**Brano da leggere**
——
Suicidio assistito: Centro Livatino, Forum sociosanitario e Mpv, “non violare essenza costitutiva professione medica, ossia tutela vita e salute”

“Se la legge 219 rinvia alla ‘deontologia professionale’ e la sentenza 242 richiama la ‘coscienza del singolo medico’, vuol dire che le regole della disciplina medica hanno un loro peso e non sono in tutto subordinate a quelle della legge dello Stato: perché allora cambiarle, o integrarle, riprendendo la lettera – controversa e opinabile – della sentenza 242?”: se lo domandano, in una nota, il Centro studi Rosario Livatino, il Forum delle associazioni socio sanitarie e il Movimento per la vita italiano esprimono, a proposito degli “indirizzi applicativi dell’articolo 17” del Codice deontologico medico, approvati dal Consiglio nazionale della Federazione degli ordini dei medici (Fnomceo) facendo seguito alla sentenza n. 242/2019 della Corte Costituzionale sul suicidio assistito. “Comportarsi come se le disposizioni deontologiche fossero per intero sottoposte alla legge significa per un verso avallare una visione statalistica del diritto, negando rilievo all’autonomia dei gruppi sociali – fra i quali gli Ordini professionali – e quindi al pluralismo dell’ordinamento; per altro verso delineare una sorta di ‘etica di Stato’, con la subordinazione a quest’ultimo di quella coscienza che chiama in causa la professionalità e l’autonomia del medico”. Per il Centro studi Livatino, il Forum delle associazioni socio sanitarie e il Mpv, “non può essere una legge dello Stato o una sentenza della Consulta a stabilire che cos’è la professione medica, prescindendo dalle norme di tradizione plurimillenaria che l’Ordine ha maturato al proprio interno: non può esserlo senza ledere al tempo stesso l’etica del medico e quella relazione con l’Ordine di riferimento su cui si fonda la fiducia dell’assistito”. L’invocato “raccordo” tra norme deontologiche e norme giuridiche “non può giungere a violare l’essenza costitutiva della professione medica: tutela della vita e della salute, sollievo dalla sofferenza. Per tutto questo auspichiamo sul punto un opportuno ripensamento e, comunque, la non archiviazione di un dibattito sull’etica della professione sanitaria, oggi ancora più importante rispetto al passato”.
——
**Estratto dei dati**

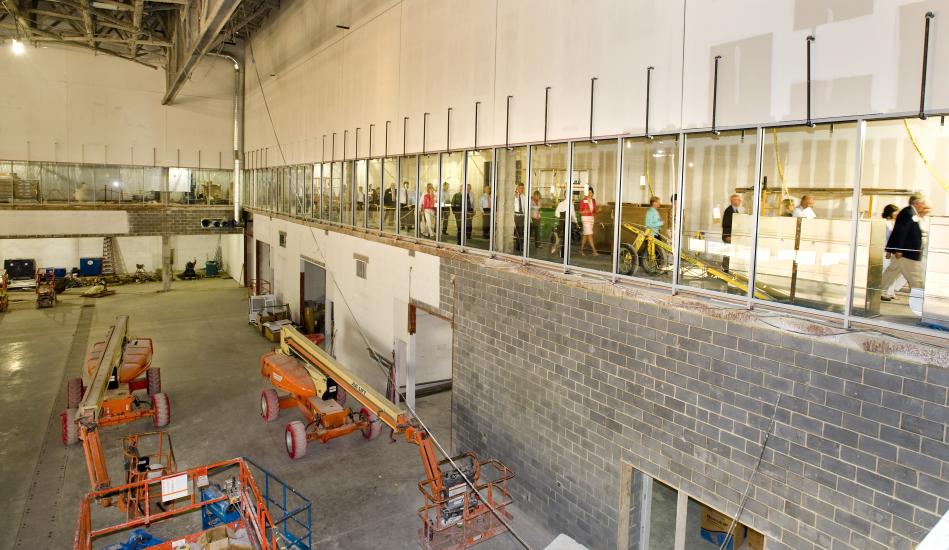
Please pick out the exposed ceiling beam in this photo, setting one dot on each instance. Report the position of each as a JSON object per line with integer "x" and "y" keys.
{"x": 137, "y": 23}
{"x": 218, "y": 15}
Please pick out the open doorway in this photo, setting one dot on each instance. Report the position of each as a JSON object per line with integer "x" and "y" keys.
{"x": 312, "y": 297}
{"x": 264, "y": 272}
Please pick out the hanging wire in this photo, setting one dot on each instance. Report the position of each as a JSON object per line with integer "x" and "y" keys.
{"x": 378, "y": 360}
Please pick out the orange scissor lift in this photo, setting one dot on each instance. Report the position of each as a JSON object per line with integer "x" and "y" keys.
{"x": 248, "y": 511}
{"x": 455, "y": 514}
{"x": 105, "y": 395}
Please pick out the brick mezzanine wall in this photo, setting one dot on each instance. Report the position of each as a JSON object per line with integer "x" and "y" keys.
{"x": 178, "y": 221}
{"x": 562, "y": 383}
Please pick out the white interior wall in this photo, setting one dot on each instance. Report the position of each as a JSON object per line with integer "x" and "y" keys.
{"x": 406, "y": 58}
{"x": 67, "y": 105}
{"x": 378, "y": 303}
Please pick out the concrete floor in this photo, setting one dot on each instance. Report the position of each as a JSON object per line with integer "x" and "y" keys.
{"x": 364, "y": 494}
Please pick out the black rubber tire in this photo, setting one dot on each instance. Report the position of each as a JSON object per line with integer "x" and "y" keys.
{"x": 162, "y": 410}
{"x": 70, "y": 429}
{"x": 153, "y": 376}
{"x": 295, "y": 439}
{"x": 269, "y": 405}
{"x": 73, "y": 392}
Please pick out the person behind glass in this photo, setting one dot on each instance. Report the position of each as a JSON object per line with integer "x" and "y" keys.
{"x": 486, "y": 212}
{"x": 457, "y": 207}
{"x": 406, "y": 201}
{"x": 564, "y": 206}
{"x": 890, "y": 212}
{"x": 804, "y": 209}
{"x": 535, "y": 217}
{"x": 787, "y": 208}
{"x": 388, "y": 203}
{"x": 653, "y": 221}
{"x": 587, "y": 211}
{"x": 905, "y": 245}
{"x": 428, "y": 212}
{"x": 734, "y": 207}
{"x": 520, "y": 209}
{"x": 446, "y": 208}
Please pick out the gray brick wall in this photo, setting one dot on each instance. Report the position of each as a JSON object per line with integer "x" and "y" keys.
{"x": 563, "y": 382}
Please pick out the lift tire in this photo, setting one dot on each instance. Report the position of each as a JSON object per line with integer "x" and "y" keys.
{"x": 69, "y": 426}
{"x": 269, "y": 405}
{"x": 374, "y": 428}
{"x": 153, "y": 376}
{"x": 295, "y": 438}
{"x": 162, "y": 410}
{"x": 73, "y": 392}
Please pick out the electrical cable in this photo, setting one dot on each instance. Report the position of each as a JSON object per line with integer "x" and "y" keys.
{"x": 362, "y": 333}
{"x": 744, "y": 497}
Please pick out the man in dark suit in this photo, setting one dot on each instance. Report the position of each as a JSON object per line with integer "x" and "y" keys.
{"x": 733, "y": 208}
{"x": 905, "y": 246}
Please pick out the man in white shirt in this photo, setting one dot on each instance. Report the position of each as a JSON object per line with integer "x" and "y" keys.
{"x": 520, "y": 208}
{"x": 804, "y": 209}
{"x": 562, "y": 208}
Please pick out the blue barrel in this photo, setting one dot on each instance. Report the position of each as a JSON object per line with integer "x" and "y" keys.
{"x": 90, "y": 267}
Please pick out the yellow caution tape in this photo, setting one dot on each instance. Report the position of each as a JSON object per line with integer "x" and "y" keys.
{"x": 922, "y": 157}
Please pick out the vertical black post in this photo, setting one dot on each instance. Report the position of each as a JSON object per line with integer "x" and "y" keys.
{"x": 648, "y": 89}
{"x": 715, "y": 96}
{"x": 424, "y": 130}
{"x": 477, "y": 104}
{"x": 448, "y": 133}
{"x": 592, "y": 90}
{"x": 546, "y": 111}
{"x": 810, "y": 39}
{"x": 507, "y": 124}
{"x": 922, "y": 86}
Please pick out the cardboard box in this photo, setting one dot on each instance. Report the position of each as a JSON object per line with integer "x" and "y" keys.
{"x": 714, "y": 527}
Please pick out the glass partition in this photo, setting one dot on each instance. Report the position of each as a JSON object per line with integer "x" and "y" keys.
{"x": 390, "y": 196}
{"x": 336, "y": 180}
{"x": 648, "y": 207}
{"x": 374, "y": 195}
{"x": 511, "y": 182}
{"x": 346, "y": 195}
{"x": 360, "y": 197}
{"x": 902, "y": 265}
{"x": 478, "y": 232}
{"x": 429, "y": 197}
{"x": 715, "y": 234}
{"x": 594, "y": 190}
{"x": 545, "y": 204}
{"x": 409, "y": 194}
{"x": 452, "y": 197}
{"x": 806, "y": 208}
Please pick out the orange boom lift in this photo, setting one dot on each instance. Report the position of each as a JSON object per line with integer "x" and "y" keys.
{"x": 105, "y": 395}
{"x": 465, "y": 499}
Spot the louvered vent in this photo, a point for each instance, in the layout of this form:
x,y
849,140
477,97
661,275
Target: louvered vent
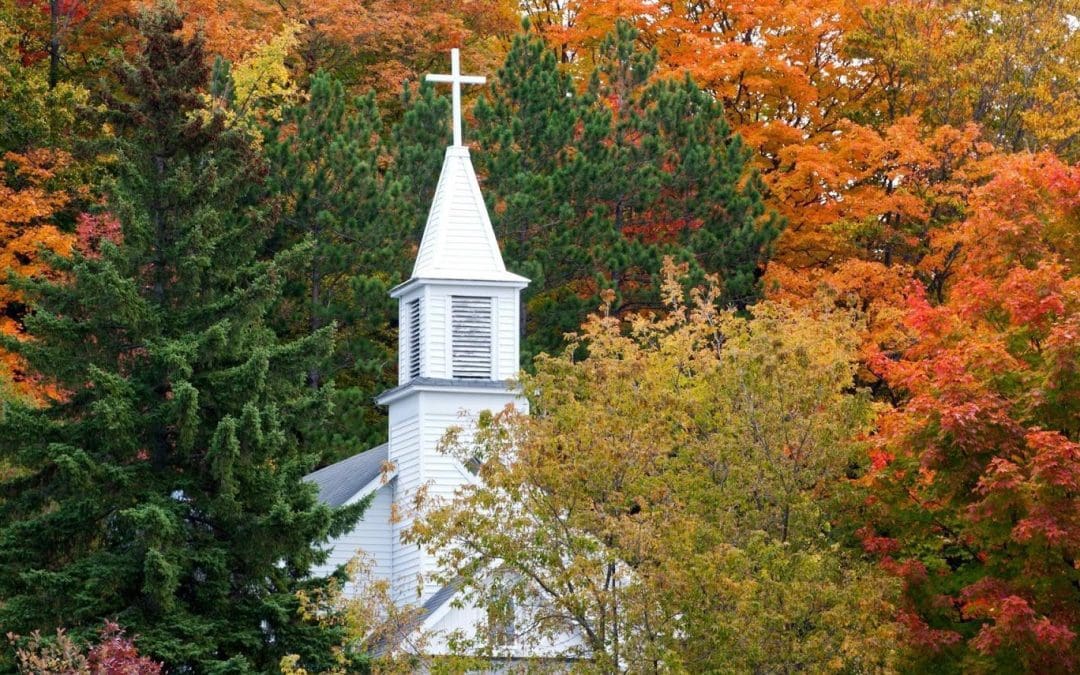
——
**Consegne di lavoro**
1) Nel brano sul suicidio assistito, quale organismo ha approvato gli indirizzi applicativi dell'articolo 17 del Codice deontologico medico?
2) Come si traduce in inglese questa frase del brano sul suicidio assistito: «Per tutto questo auspichiamo sul punto un opportuno ripensamento e, comunque, la non archiviazione di un dibattito sull'etica della professione sanitaria, oggi ancora più importante rispetto al passato.»?
L'elenco non ha alcun ruolo in questo esercizio.

**Ecco le soluzioni**
1) Il Consiglio nazionale della Federazione degli ordini dei medici (Fnomceo).

2) For all these reasons, we hope for an appropriate reconsideration on this point and, in any case, that a debate on the ethics of the healthcare profession, which is even more important today than in the past, will not be shelved.